Task item: Hand back the entries below exactly.

Given entries:

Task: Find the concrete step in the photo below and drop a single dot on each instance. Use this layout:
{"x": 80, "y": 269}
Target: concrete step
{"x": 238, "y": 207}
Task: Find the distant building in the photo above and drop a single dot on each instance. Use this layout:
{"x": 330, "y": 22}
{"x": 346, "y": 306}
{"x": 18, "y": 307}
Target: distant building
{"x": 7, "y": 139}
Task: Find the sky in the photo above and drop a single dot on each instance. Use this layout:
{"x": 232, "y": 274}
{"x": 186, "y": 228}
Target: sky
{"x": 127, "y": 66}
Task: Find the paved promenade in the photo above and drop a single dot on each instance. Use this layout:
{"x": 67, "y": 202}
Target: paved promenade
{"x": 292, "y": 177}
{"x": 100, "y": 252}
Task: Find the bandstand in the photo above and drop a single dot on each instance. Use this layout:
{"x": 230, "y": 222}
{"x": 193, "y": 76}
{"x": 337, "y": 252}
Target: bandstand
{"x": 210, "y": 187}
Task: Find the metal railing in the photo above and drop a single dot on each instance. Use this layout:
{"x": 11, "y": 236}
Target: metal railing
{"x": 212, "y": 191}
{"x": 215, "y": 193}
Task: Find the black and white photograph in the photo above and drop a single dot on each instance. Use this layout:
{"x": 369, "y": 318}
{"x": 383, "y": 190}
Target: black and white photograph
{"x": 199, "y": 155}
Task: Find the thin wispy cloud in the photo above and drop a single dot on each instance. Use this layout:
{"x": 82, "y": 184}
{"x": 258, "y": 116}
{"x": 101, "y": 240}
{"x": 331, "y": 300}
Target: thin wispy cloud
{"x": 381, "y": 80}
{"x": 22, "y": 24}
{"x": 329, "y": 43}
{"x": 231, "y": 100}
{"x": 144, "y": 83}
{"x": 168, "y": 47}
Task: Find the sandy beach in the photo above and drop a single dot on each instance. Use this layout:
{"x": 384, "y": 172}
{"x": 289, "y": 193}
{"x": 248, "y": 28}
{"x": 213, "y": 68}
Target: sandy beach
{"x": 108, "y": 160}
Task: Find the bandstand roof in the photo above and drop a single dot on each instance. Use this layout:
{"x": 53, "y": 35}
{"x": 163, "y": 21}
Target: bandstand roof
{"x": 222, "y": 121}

Reply:
Task: Find the concrete step in the photo below and drop a single dot on each instance. Use this layout:
{"x": 80, "y": 269}
Target: concrete step
{"x": 238, "y": 207}
Task: Find the distant building in the photo above and drop a single dot on each instance. Use this layout:
{"x": 330, "y": 22}
{"x": 346, "y": 306}
{"x": 18, "y": 307}
Target: distant building
{"x": 7, "y": 139}
Task: Find the sky in the photo above and drop a single dot on each instance. Use this layout:
{"x": 232, "y": 274}
{"x": 186, "y": 228}
Target: sky
{"x": 127, "y": 66}
Task: Find the paved promenade in the photo above and drop a single dot on each instance. Use this layout:
{"x": 67, "y": 202}
Target: paved promenade
{"x": 292, "y": 177}
{"x": 100, "y": 252}
Task: Find the bandstand in the photo above and drop a single dot on each instance. Use this layout:
{"x": 230, "y": 222}
{"x": 193, "y": 76}
{"x": 337, "y": 252}
Target: bandstand
{"x": 210, "y": 187}
Task: Find the metal railing in the photo above and drop a single dot on each instance. Use this layout:
{"x": 11, "y": 236}
Target: metal railing
{"x": 212, "y": 191}
{"x": 215, "y": 193}
Task: Find the black and white photograph in the photo above and drop a single dot on each instance. Use this layout:
{"x": 369, "y": 318}
{"x": 383, "y": 190}
Target: black and white photograph
{"x": 199, "y": 155}
Task: Find the thin wispy cloud in the photo above and drop a single dot on each instance. Use this layout:
{"x": 82, "y": 184}
{"x": 258, "y": 116}
{"x": 101, "y": 240}
{"x": 331, "y": 300}
Target: thin wispy cloud
{"x": 381, "y": 80}
{"x": 22, "y": 24}
{"x": 329, "y": 43}
{"x": 231, "y": 100}
{"x": 144, "y": 83}
{"x": 168, "y": 47}
Task: Find the sandy beach in the photo above and drop a single dot on each instance. Use this layout:
{"x": 384, "y": 172}
{"x": 289, "y": 193}
{"x": 248, "y": 28}
{"x": 213, "y": 68}
Target: sandy beach
{"x": 108, "y": 160}
Task: Find the bandstand roof in the photo above and drop a single dot on each instance. Use this layout:
{"x": 53, "y": 35}
{"x": 163, "y": 21}
Target: bandstand roof
{"x": 222, "y": 121}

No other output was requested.